Exercise description »
Without including any images, repeat the listing below exactly.

++++ Task inputs ++++

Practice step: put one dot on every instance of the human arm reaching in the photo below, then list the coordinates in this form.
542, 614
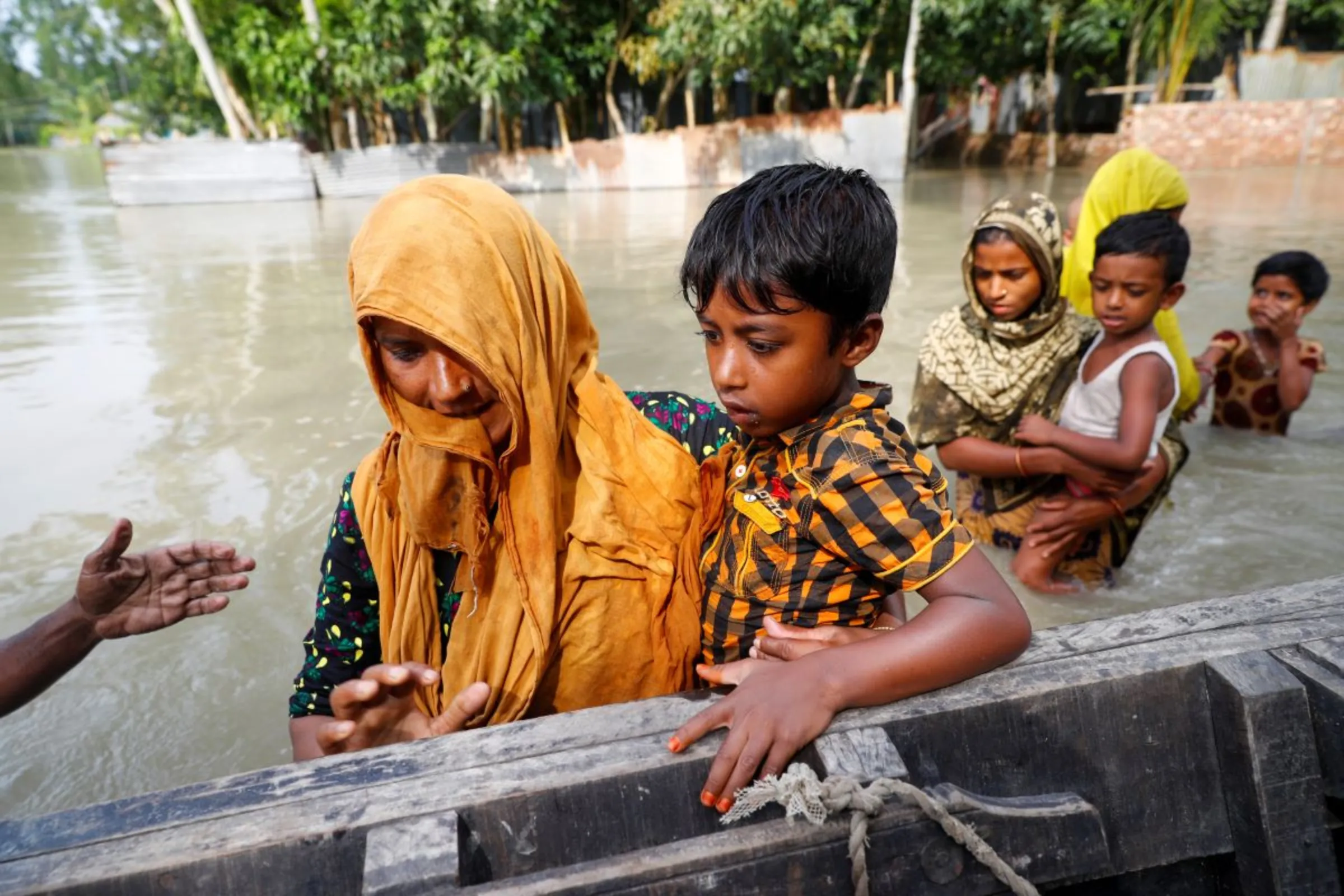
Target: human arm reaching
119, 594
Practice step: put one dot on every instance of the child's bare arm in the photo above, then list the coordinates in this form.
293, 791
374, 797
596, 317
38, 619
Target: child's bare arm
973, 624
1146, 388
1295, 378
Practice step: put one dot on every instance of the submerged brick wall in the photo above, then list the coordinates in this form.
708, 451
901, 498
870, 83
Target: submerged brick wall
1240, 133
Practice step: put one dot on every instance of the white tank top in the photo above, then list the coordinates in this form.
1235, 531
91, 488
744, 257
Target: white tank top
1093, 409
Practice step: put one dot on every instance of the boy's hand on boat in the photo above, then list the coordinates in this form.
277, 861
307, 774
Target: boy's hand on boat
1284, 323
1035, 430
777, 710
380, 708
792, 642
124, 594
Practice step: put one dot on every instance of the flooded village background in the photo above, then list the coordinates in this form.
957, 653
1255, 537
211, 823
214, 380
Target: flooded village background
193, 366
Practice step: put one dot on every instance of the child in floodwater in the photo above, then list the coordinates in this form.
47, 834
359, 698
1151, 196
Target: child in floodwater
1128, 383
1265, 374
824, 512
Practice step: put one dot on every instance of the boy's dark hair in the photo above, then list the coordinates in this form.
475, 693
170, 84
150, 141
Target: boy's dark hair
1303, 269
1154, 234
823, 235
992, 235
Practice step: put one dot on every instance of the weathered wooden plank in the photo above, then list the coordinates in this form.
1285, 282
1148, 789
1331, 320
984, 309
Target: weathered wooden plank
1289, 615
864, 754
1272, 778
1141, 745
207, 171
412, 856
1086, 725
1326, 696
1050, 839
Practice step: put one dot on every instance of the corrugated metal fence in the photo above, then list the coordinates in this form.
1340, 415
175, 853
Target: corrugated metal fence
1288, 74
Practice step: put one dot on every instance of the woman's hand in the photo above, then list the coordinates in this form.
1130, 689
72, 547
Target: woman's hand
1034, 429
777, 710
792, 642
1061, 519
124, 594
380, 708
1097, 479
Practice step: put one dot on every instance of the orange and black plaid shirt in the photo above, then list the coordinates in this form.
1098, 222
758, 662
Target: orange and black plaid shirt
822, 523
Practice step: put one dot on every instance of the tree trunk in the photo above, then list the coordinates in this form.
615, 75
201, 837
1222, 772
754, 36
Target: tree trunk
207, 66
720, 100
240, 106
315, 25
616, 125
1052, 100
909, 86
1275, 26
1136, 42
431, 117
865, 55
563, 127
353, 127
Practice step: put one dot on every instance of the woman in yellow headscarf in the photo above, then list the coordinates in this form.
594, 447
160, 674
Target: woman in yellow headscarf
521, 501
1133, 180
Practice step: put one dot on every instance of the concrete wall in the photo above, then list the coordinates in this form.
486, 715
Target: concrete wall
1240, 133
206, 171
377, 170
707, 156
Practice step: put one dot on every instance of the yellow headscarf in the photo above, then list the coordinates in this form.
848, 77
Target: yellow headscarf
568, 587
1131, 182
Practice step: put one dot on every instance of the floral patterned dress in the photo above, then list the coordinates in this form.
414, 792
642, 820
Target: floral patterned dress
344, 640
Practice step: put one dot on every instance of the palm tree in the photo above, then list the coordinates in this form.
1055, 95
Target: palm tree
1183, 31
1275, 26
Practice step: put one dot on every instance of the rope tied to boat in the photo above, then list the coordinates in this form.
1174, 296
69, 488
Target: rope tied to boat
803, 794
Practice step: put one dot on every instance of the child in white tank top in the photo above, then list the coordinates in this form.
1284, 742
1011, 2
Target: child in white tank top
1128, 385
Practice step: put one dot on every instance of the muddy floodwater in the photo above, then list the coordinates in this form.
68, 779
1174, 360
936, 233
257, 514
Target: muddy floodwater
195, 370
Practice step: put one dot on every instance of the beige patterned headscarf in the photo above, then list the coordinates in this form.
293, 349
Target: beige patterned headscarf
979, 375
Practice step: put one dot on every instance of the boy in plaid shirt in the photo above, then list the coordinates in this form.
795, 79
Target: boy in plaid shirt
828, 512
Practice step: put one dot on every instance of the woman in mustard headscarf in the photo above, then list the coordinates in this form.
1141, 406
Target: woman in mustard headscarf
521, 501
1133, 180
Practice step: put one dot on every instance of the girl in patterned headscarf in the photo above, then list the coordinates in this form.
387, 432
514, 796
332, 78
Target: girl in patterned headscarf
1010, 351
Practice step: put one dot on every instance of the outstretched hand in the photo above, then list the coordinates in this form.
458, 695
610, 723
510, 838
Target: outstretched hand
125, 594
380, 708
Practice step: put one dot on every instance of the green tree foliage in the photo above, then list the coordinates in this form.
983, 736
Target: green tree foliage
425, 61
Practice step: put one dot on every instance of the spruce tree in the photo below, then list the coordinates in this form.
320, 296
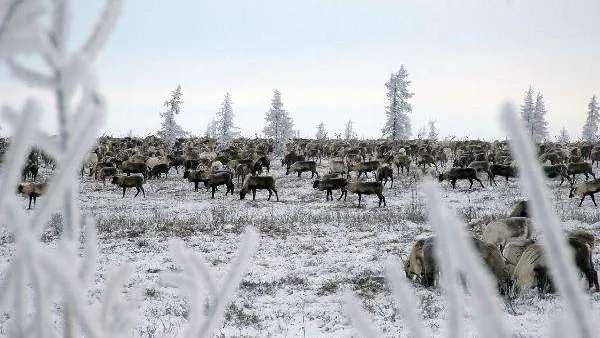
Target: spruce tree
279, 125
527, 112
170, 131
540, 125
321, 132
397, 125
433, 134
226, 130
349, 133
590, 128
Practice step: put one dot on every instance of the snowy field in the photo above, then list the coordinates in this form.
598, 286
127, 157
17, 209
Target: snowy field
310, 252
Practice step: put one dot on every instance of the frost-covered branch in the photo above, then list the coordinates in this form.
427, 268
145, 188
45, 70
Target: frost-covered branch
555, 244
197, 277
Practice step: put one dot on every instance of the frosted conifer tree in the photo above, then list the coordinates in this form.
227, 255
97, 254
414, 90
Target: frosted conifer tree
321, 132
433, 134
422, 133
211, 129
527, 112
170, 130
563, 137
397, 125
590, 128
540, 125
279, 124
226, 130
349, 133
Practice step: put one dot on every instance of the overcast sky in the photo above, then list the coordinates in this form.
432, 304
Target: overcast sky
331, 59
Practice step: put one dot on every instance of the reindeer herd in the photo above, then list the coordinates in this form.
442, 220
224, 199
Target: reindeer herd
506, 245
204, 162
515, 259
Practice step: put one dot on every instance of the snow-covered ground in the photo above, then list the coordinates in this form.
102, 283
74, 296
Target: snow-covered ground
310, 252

++++

Result below »
Practice step: put one dot on every instance of the human arm reaching in the photo below, then list the coordinates in this form.
542, 614
Target: human arm reaching
119, 594
Practice step: put one dot on every instance of the child's bare arm in the photo above, then list the coordinates in this form.
293, 791
374, 797
596, 317
38, 619
Target: child's bare arm
973, 624
1146, 388
1295, 378
Practice step: put one dot on every instance of the submerged brick wall in the photo above, then list the coordinates in this form.
708, 451
901, 498
870, 83
Target: submerged brick wall
1240, 133
Practice step: put one dot on every instance of the white tank top in the photo above, then list the coordinates in this form.
1235, 531
91, 488
744, 257
Target: white tank top
1093, 409
Practice step: put one dot on every instance of the boy's hand on boat in the photo above, then list the coordinates in this form.
277, 861
307, 774
Target: boy's hand on boat
1284, 323
1035, 430
777, 710
380, 708
792, 642
124, 594
Practice step: put one dot on every instance of the flooded village background in the photo above, then list the coordinates in this form.
957, 653
1255, 537
211, 823
214, 380
Target: flooded village background
193, 366
Practice step: put one dot on every instance of the child in floodwater in the photo above, then list the coordinates in this form.
47, 834
359, 698
1151, 196
Target: child in floodwater
1128, 383
1265, 374
824, 512
Practice step: put one dot on every instance of the boy's dark hair in the photo above, then list the coordinates in this form.
475, 693
170, 84
150, 141
Target: boy's dark hair
1303, 269
1154, 234
823, 235
992, 235
Practice step: put one dot on every instance of the weathered wooden plank in the photo above, then list the coordinates in this form.
1285, 282
1148, 789
1331, 320
984, 309
Target: weathered wooden plank
1289, 615
864, 754
1272, 778
1141, 745
207, 171
412, 856
1086, 725
1326, 696
1050, 839
Practice step: put one dot on every instance of the corrugated metal fence in the photo above, then list the coordinates in this form.
1340, 415
175, 853
Target: corrugated metal fence
1288, 74
Practice step: put one dot on every instance of the woman's hand in the photo above, then list the coordinates in this form.
1130, 689
72, 547
Target: woman's hand
1034, 429
777, 710
792, 642
1061, 519
124, 594
380, 708
1097, 479
Practice step: put one dot on every instance of the orange and black plaid shirt in the photo above, then list the coordinates in this form.
1098, 222
758, 662
Target: orange and black plaid shirt
822, 523
Practice step: put one dot on every instance of the tree trunk in the photo above, then list the coordinates in this form.
615, 75
201, 837
1222, 772
754, 36
Target: tree trunk
207, 66
720, 100
240, 106
315, 25
616, 125
1052, 100
909, 86
1275, 26
1136, 42
431, 117
865, 55
563, 127
353, 127
Practice step: put one dot on every instance of the woman in yellow headscarf in the photo above, then list the coordinates in this form.
594, 447
160, 674
Target: woman in yellow headscarf
521, 501
1133, 180
Practice step: put one dot on every instance of the concrete wall in the photo above, then list the coordinates in this form.
486, 715
Target: concrete wall
1240, 133
206, 171
377, 170
707, 156
Practice step: put one dot on every instance of the yellow headscarf in the photo above, then list the coordinates in this form.
848, 77
Target: yellow headscarf
568, 587
1131, 182
Practice step: put one dot on every instance of the floral patterned dress in the photo above, then list the coordinates in this form.
414, 792
642, 820
Target: floral patterned dress
344, 640
Practice step: put one dot on every instance of the palm tree in the photo above, then list the coordinates in this form.
1055, 95
Target: palm tree
1183, 31
1275, 26
Practice step: put one dot on every instance of the rope tied to boat in the photo above, then list the coordinates in this form.
1174, 296
69, 488
Target: rope tied to boat
803, 794
Practice step: put one dot on every instance of the child in white tank top in the photo above, then list the coordinates in this form.
1284, 742
1011, 2
Target: child in white tank top
1128, 385
Practice step: put one dot on every instance of the muddy floodwater in the photo above, then list the coordinates in this form.
68, 779
1174, 360
936, 233
257, 514
Target: muddy floodwater
195, 370
Practice step: put one dot on every instance of the beige patterned headscarf in the photo above, then list the coordinates in this form.
293, 349
Target: beige patterned headscarf
979, 375
Practice step: put one dot on every instance of the boy in plaid shirt in the photo above, then list the coordinates in this form.
795, 79
Target: boy in plaid shirt
828, 512
Practice step: put one dot on every instance of the woman in mustard headscarf in the photo above, then list the coordinates in this form.
1141, 406
Target: woman in mustard headscarf
521, 501
1133, 180
Practice step: put one dot on every instance of the girl in patterned headscarf in the photo above, then list the coordinates in this form.
387, 432
514, 796
332, 78
Target: girl in patterned headscarf
1010, 351
Practice step: put one dot on every instance of the outstretched hand in the photo above, then list the coordinates in this form.
458, 695
610, 723
510, 838
Target: outstretched hand
125, 594
380, 708
Practice step: put one dot on every instance of the green tree foliage in the photo above, then list the coordinates in this form.
983, 736
Target: green tree foliage
425, 61
Practice step: put one dot on every instance of the spruce tree in the photo below, then list the coordinates in this form.
320, 296
Target: spruce tree
279, 125
527, 112
170, 131
540, 125
321, 132
397, 125
433, 134
226, 130
349, 133
590, 128
Practice step: put one dot on every instance of the snowy field in the photo above, then list the coordinates in this form.
598, 286
127, 157
17, 209
Target: snowy field
310, 252
Practice step: put one dot on every instance of the frost-covered branch in the photo above, then list the coordinates in this form.
427, 268
145, 188
45, 70
Target: frost-covered branch
555, 244
197, 277
Practice step: put one dot on every instance of the frosted conifer tree in the photo above, then list the coordinates in this form.
227, 255
97, 254
414, 90
Target: frosted conifer tree
321, 132
433, 134
422, 133
211, 129
527, 112
170, 130
563, 137
397, 125
590, 128
540, 125
279, 124
226, 130
349, 133
Practice step: put one dot on every instance of the overcast sky in the photo above, then list the coordinates in this form.
432, 304
Target: overcast sky
331, 59
Practice step: put one dot on every instance of the reindeer herd in the photo above, then list the coordinates in this form.
442, 220
224, 199
Target: reindeer herd
506, 245
204, 162
515, 259
Practice step: put one dot on every instance of the snow-covered ground in the photo above, then list the coordinates in this form.
102, 283
74, 296
Target: snow-covered ground
310, 252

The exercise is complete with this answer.